Formulating Research Questions
Good research begins with a well-formulated question. This guide teaches you how to identify gaps in the literature and develop testable hypotheses.
Identifying Research Gaps
Good research fills a gap. There are four main types of gaps:
- Methodological gap: A technique doesn’t exist for this problem
- Empirical gap: Something hasn’t been evaluated on specific data
- Theoretical gap: A phenomenon is not yet explained
- Application gap: A method hasn’t been applied to a specific domain
Example: Healthcare AI Thesis
A healthcare AI thesis might address multiple gap types:
- Methodological: Multimodal fusion of structured EHR + text + sketches
- Empirical: Patient-reported symptoms for ED outcome prediction
- Application: 3D symptom drawings in clinical prediction models
The PICOT Framework
Adapted from medical research, PICOT helps structure research questions:
- Population: Who are you studying? (e.g., Emergency department patients)
- Intervention: What are you testing? (e.g., Multimodal AI prediction model)
- Comparison: What’s the baseline? (e.g., Structured EHR-only models)
- Outcome: What are you measuring? (e.g., Prediction accuracy for mortality, admission)
- Time: When/how long? (e.g., Prospective validation over 6 months)
Example PICOT
P: Emergency department patients I: Multimodal transformer (EHR + symptoms + sketches) C: ETHOS (structured EHR only) O: Outcome prediction accuracy (AUROC, AUPRC) T: Retrospective analysis of 50,000 visits (2020-2024)
Hypothesis Formation
Types of Hypotheses
| Type | Example |
|---|---|
| Null Hypothesis | Adding patient-reported symptoms does NOT improve predictions over structured EHR alone |
| Alternative Hypothesis | Adding patient-reported symptoms significantly improves predictions (p < 0.05) |
| Research Question | To what extent do multimodal patient-reported symptoms improve ED outcome prediction? |
Characteristics of Good Hypotheses
A good hypothesis should be:
- Testable: Can be evaluated empirically
- Specific: Clear about what is being measured
- Falsifiable: Could potentially be proven wrong
- Relevant: Addresses an important question
- Novel: Adds something new to the field
Scoping Your Research
The Research Triangle
Balance three competing factors:
- Scope: How broad is the question?
- Depth: How thoroughly will you investigate?
- Time: How long do you have?
For a thesis: narrow scope + good depth + 6 months = publishable work
Avoiding Common Pitfalls
Too Broad: “How can AI improve healthcare?”
- Problem: Impossible to answer in one thesis
Too Narrow: “Does batch size 32 work better than 31 for this specific dataset?”
- Problem: Not interesting or generalizable
Just Right: “Can multimodal transformers fusing structured EHR with patient-reported symptoms improve ED outcome prediction compared to EHR-only models?”

▸ EXTRACTED MATERIAL
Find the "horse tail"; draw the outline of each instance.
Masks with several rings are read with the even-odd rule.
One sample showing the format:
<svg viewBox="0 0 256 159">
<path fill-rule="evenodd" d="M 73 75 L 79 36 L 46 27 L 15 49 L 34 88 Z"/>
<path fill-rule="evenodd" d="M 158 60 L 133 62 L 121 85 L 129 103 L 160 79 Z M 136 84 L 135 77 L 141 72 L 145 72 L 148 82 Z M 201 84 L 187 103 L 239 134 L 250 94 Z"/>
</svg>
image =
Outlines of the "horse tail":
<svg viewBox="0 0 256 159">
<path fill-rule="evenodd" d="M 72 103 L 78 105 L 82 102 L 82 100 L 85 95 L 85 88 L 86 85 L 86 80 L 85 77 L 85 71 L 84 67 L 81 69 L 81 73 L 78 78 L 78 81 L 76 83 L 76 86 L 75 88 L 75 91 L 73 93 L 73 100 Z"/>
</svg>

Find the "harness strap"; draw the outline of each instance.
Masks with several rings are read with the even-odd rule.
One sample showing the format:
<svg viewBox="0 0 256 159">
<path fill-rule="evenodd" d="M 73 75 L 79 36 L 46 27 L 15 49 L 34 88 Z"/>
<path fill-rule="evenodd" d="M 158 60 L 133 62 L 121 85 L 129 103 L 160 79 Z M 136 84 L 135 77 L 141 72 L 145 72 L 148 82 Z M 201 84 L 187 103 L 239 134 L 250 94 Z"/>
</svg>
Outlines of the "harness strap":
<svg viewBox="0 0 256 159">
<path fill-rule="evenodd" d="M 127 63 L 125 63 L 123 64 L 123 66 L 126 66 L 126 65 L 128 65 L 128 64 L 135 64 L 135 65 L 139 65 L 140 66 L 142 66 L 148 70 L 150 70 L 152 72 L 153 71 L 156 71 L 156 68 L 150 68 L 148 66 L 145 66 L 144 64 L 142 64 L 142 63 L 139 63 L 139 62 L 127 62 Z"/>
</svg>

▸ EXERCISE REQUIREMENTS
1. In the guide on formulating research questions, which model serves as the comparison in the example PICOT?
2. Decide whether each statement agrees with the guide on formulating research questions, and quote the words from the guide that settle it: (a) The guide names five main types of research gaps. (b) The guide faults the too-narrow question as not interesting or generalizable. (c) In the example PICOT, the time element is a prospective validation over 6 months.

▸ RESULTS BY TASK
1. ETHOS, which uses structured EHR only.

2.
(a) No: "There are four main types of gaps"
(b) Yes: "Not interesting or generalizable"
(c) No: "T: Retrospective analysis of 50,000 visits (2020-2024)"